_SOURCE PASSAGE_
──────────

Supreme Court Upholds Affirmative Action in University Admissions
In the most important affirmative action decision since the 1978 Bakke case, the Supreme Court (5-4) upholds the University of Michigan Law School’s policy, ruling that race can be one of many factors considered by colleges when selecting their students because it furthers “a compelling interest in obtaining the educational benefits that flow from a diverse student body.” The Supreme Court, however, ruled (6-3) that the more formulaic approach of the University of Michigan’s undergraduate admissions program, which uses a point system that rates students and awards additional points to minorities, had to be modified. The undergraduate program, unlike the law school’s, does not provide the “individualized consideration” of applicants deemed necessary in previous Supreme Court decisions on affirmative action.
Supreme Court Rules Against Considering Race to Integrate Schools
In Parents v. Seattle and Meredith v. Jefferson, affirmative action suffers a setback when a bitterly divided court rules, 5–4, that programs in Seattle and Louisville, Ky., which tried to maintain diversity in schools by considering race when assigning students to schools, are unconstitutional.

──────────

_DATA SUPPLIED_
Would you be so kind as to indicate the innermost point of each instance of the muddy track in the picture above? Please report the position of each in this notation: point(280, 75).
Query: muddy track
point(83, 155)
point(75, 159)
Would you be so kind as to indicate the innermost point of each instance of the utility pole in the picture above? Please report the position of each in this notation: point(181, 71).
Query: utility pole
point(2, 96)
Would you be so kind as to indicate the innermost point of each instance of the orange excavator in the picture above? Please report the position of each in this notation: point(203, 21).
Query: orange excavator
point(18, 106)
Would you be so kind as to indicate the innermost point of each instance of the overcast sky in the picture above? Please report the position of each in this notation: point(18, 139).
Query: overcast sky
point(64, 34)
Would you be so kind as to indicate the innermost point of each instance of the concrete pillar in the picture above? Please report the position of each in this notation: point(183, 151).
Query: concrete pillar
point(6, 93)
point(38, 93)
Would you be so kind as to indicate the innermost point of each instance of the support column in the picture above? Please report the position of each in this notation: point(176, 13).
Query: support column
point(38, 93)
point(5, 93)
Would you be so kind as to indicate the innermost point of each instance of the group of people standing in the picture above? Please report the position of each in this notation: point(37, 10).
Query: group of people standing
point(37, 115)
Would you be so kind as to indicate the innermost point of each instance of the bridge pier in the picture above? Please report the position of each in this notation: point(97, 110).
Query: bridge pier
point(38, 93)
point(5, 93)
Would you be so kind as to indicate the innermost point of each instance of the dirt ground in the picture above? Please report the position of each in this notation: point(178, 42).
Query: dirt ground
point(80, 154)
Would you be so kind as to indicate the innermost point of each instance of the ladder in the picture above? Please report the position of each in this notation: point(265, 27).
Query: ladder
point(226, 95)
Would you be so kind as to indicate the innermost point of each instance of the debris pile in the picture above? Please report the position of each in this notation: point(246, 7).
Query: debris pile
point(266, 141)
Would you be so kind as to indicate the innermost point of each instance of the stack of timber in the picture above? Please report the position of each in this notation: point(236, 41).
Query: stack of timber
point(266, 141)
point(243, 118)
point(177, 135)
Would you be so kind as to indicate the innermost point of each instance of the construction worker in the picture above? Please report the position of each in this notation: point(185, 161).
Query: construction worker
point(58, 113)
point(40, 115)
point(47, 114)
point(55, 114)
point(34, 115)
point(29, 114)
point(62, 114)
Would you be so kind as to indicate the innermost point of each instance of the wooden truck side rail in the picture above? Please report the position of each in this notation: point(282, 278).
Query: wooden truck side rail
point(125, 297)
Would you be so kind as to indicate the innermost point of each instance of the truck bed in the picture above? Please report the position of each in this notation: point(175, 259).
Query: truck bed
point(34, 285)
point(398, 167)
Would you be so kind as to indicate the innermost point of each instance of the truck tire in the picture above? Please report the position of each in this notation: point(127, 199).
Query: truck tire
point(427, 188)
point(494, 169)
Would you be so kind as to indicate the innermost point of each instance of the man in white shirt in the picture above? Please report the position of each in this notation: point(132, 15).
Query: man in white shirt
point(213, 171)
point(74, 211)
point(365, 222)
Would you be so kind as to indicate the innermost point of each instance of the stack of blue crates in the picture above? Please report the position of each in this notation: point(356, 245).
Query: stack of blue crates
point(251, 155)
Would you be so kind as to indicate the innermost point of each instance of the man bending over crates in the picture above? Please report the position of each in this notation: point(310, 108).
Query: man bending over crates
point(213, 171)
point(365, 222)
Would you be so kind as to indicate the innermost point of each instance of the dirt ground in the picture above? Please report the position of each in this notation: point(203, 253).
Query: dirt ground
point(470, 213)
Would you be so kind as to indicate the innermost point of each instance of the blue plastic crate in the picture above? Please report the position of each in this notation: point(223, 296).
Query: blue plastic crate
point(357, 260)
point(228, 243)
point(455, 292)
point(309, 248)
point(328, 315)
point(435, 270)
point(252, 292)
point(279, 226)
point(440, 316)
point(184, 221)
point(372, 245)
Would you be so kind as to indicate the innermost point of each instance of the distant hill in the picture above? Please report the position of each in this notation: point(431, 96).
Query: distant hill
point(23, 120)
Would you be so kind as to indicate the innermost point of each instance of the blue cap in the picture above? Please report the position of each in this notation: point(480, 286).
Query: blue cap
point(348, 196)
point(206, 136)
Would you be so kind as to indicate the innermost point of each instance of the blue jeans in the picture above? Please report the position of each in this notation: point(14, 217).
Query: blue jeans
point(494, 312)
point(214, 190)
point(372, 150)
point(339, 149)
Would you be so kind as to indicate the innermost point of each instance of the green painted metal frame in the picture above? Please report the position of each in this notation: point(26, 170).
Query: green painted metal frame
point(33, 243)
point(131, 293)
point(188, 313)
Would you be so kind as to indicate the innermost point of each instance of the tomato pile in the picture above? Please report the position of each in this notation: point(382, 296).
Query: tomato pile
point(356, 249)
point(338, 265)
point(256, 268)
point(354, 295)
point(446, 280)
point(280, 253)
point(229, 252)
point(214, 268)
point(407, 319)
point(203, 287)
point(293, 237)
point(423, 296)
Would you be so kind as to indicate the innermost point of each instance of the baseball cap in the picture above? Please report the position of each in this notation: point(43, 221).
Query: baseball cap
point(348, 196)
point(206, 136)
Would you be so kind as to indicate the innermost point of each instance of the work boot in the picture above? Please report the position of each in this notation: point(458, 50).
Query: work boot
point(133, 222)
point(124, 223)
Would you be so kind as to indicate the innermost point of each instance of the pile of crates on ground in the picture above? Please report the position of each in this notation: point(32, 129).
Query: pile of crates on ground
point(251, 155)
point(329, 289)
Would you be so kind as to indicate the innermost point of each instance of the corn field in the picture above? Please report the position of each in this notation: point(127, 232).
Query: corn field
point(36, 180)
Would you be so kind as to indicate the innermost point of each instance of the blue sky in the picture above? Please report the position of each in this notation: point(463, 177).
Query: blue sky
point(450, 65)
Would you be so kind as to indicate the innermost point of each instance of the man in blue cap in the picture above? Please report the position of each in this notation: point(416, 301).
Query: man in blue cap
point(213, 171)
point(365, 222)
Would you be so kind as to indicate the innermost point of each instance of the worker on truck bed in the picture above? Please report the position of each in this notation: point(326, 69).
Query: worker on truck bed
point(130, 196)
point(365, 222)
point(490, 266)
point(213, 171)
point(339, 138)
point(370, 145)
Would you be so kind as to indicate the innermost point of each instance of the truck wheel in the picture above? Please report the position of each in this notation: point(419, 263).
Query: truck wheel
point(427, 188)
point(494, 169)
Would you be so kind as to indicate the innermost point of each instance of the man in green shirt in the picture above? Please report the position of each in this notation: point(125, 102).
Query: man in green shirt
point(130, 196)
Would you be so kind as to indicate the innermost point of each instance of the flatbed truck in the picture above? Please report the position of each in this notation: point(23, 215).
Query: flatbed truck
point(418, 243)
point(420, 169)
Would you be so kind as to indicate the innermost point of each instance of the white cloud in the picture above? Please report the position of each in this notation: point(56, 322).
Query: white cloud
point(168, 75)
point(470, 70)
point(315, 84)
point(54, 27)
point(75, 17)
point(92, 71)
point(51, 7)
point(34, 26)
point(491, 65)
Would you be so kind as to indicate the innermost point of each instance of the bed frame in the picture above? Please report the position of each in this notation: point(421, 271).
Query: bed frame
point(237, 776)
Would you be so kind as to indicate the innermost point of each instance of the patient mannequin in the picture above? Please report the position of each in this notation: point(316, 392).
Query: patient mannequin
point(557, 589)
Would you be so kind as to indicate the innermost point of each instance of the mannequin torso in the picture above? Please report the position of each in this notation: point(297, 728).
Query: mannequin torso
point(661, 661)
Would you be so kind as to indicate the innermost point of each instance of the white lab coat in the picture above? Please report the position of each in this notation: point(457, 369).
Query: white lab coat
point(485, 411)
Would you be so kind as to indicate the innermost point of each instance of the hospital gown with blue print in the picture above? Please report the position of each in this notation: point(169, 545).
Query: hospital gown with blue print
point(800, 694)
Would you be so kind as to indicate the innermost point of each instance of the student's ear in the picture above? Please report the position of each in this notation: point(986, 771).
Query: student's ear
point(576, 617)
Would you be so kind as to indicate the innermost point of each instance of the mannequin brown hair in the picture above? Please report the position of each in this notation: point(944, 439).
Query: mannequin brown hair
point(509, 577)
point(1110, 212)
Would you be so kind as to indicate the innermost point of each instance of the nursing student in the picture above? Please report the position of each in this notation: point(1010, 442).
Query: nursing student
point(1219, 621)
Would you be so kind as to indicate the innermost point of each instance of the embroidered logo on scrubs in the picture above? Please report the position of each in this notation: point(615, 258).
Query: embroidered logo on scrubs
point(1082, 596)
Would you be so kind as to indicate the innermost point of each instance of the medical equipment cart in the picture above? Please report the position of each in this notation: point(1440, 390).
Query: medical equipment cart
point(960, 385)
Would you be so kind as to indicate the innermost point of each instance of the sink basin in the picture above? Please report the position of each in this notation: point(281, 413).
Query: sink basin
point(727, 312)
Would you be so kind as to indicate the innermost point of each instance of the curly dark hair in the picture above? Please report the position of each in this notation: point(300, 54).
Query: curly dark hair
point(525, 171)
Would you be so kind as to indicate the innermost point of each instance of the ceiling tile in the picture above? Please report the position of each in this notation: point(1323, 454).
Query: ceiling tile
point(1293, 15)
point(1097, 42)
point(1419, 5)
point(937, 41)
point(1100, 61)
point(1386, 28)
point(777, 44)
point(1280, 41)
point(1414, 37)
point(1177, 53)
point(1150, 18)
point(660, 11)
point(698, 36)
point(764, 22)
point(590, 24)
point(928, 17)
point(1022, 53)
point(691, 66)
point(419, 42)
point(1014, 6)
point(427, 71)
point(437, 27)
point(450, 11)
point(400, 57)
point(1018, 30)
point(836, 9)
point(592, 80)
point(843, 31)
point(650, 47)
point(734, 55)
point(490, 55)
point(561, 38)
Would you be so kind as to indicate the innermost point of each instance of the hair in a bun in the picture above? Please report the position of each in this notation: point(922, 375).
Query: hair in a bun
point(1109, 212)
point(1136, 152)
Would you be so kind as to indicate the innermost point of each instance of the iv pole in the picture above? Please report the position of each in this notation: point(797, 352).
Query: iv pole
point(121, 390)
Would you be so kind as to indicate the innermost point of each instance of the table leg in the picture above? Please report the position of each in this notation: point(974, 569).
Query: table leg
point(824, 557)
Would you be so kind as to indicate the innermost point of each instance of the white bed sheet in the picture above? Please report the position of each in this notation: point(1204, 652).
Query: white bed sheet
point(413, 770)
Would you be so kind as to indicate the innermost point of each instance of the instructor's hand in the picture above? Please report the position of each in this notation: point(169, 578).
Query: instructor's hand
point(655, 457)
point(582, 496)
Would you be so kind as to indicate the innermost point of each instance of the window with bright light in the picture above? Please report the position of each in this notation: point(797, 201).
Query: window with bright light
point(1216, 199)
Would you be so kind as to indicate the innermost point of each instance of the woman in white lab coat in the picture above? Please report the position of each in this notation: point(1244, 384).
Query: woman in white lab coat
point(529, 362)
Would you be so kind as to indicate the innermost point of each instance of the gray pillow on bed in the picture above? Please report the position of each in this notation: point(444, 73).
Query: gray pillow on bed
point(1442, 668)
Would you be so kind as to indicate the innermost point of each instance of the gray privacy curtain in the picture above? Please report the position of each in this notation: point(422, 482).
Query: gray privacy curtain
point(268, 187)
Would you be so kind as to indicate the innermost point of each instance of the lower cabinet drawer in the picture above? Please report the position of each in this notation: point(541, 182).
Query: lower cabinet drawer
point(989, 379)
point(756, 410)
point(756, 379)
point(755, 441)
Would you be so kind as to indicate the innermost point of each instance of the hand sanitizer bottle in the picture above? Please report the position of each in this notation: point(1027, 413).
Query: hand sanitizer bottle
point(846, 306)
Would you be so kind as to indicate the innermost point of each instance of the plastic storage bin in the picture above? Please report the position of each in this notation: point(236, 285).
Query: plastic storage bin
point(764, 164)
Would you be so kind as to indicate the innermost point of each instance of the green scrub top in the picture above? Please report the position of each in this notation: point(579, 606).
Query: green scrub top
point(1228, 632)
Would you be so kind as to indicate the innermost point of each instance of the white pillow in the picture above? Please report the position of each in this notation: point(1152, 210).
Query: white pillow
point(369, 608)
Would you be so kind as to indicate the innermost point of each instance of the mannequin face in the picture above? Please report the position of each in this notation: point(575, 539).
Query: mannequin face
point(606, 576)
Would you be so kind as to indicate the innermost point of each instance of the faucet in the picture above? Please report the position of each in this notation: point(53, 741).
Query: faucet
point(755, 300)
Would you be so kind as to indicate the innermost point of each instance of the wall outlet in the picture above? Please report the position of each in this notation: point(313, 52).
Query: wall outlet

──────────

_APPLY WHAT YOU READ_
1/ List every court case the affirmative action passage names.
2/ According to the affirmative action passage, what does the University of Michigan's undergraduate admissions program use to evaluate applicants?
3/ Please echo the affirmative action passage starting with "Supreme Court Rules" and going on through "schools, are unconstitutional.".

_RESULTS FOR THE EXERCISE_
1/
Bakke
Parents v. Seattle
Meredith v. Jefferson

2/ A point system that rates students and awards additional points to minorities.

3/
Supreme Court Rules Against Considering Race to Integrate Schools
In Parents v. Seattle and Meredith v. Jefferson, affirmative action suffers a setback when a bitterly divided court rules, 5–4, that programs in Seattle and Louisville, Ky., which tried to maintain diversity in schools by considering race when assigning students to schools, are unconstitutional.